## Exercise description
List every line of the material below that contains the word "reflection", copying each one in full. Case counts.
---------- Input material
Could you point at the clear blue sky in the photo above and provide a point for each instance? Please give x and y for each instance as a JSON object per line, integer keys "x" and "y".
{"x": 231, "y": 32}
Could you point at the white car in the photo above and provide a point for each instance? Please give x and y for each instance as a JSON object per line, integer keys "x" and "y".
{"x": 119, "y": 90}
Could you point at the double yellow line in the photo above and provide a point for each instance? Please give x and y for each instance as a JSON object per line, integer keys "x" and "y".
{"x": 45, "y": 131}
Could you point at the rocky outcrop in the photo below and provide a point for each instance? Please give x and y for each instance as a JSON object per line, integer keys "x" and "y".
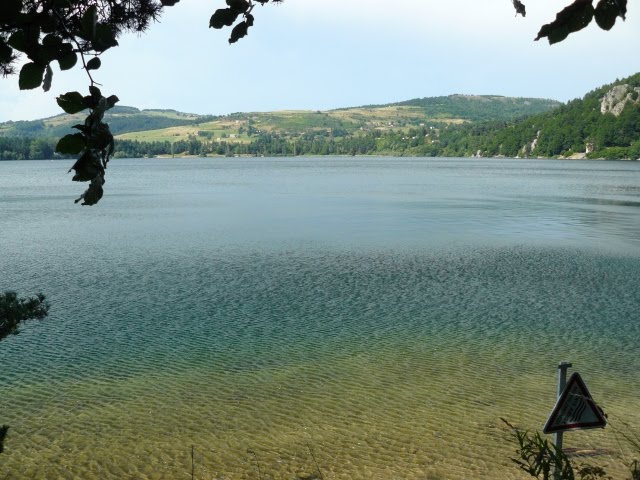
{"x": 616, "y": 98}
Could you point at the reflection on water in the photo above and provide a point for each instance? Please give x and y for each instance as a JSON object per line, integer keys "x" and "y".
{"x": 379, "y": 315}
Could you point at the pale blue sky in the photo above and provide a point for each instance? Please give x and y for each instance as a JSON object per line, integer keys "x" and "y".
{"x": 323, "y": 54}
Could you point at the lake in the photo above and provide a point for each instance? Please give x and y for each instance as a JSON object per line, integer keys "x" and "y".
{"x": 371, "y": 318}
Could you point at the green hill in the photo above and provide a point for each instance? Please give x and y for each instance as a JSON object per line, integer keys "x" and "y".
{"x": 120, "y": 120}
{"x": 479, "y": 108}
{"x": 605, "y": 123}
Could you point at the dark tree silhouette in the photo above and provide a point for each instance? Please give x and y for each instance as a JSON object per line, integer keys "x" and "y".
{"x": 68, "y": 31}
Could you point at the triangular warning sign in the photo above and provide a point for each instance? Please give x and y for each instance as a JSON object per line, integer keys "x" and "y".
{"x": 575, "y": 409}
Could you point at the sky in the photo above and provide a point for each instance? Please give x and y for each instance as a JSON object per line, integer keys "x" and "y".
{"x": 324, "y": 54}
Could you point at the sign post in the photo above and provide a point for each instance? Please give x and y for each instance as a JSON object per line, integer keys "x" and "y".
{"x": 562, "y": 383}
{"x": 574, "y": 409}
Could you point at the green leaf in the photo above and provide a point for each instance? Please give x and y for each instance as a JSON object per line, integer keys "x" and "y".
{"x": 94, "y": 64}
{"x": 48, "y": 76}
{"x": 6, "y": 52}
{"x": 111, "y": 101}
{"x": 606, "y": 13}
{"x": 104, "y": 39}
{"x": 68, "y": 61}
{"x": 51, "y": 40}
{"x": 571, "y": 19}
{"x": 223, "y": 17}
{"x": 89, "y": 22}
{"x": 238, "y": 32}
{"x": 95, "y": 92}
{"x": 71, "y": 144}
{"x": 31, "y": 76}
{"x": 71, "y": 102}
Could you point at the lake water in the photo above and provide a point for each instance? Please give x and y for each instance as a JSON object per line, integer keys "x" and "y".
--------------------
---------- Input material
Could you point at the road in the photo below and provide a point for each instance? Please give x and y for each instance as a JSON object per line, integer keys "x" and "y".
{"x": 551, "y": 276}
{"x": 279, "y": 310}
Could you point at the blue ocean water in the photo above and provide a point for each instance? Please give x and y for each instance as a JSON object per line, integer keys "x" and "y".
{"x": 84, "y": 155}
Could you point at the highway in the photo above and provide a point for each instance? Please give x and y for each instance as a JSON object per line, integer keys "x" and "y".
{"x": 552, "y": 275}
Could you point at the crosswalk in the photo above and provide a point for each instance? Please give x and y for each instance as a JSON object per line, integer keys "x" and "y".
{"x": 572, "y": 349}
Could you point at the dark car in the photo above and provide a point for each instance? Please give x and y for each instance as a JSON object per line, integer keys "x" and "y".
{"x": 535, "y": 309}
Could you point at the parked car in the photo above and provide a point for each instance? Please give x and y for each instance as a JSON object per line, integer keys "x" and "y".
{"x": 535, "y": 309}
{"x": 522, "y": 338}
--------------------
## Solved exercise
Could you point at the reflection on water in the photo above and provide a point for each instance? Please give x and y for each instance as a JSON object per line, integer keys "x" and "y".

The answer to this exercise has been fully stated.